◆ WORK INSTRUCTIONS ◆
Locate each line in the records below that contains the string "white" and copy every such line.

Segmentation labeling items

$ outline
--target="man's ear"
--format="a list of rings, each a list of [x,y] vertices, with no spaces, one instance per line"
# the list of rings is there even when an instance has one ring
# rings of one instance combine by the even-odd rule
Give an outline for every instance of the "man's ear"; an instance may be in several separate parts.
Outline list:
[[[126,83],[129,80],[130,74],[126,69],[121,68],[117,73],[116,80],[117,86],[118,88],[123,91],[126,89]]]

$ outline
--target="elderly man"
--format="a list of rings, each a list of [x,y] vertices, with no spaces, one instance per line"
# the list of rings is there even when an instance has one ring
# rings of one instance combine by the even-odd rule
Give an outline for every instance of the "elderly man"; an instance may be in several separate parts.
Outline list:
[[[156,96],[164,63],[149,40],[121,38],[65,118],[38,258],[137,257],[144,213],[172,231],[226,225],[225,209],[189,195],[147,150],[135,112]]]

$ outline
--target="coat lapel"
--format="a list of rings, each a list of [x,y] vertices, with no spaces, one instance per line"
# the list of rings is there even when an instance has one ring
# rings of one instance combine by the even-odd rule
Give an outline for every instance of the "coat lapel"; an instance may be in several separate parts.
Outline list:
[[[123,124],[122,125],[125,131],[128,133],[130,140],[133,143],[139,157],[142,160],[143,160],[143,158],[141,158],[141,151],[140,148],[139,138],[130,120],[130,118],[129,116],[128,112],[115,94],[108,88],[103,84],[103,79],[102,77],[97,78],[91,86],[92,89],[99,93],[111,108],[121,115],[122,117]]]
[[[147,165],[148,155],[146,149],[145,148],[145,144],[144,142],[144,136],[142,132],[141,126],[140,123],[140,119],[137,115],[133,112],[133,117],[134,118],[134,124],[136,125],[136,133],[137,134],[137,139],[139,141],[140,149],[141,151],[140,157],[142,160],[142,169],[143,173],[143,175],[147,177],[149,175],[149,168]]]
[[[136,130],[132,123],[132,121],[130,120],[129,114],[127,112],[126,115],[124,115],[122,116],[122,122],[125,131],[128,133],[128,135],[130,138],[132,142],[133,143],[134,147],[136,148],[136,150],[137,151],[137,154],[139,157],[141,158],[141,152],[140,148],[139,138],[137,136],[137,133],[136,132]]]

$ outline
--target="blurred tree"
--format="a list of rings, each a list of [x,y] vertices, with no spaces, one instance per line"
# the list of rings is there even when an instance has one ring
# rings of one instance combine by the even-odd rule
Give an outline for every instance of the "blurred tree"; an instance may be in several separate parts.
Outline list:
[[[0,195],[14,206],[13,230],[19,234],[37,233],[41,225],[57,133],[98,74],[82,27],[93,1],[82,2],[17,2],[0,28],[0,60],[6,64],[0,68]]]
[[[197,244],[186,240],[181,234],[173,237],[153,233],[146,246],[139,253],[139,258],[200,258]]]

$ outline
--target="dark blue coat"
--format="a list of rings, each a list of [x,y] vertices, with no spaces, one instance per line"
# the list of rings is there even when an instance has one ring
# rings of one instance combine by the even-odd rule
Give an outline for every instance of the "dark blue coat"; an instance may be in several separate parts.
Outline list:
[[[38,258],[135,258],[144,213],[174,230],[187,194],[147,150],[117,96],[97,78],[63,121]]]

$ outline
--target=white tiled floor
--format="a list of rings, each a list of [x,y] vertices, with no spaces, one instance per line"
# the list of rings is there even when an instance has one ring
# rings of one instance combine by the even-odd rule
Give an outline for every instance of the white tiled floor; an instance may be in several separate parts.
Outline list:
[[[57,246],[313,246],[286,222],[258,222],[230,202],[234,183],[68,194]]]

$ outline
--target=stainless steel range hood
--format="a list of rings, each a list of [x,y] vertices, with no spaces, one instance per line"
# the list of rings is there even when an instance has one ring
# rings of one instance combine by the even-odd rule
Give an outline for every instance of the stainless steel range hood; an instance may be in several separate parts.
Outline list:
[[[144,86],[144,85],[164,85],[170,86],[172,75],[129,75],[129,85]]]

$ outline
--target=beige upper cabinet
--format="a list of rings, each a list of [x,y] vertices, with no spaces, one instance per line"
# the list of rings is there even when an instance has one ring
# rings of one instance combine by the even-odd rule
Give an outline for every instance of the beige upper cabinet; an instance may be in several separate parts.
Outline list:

◆ RESPONSE ◆
--target=white tiled floor
Give an outline for every instance of the white tiled floor; an instance may be in several separate parts.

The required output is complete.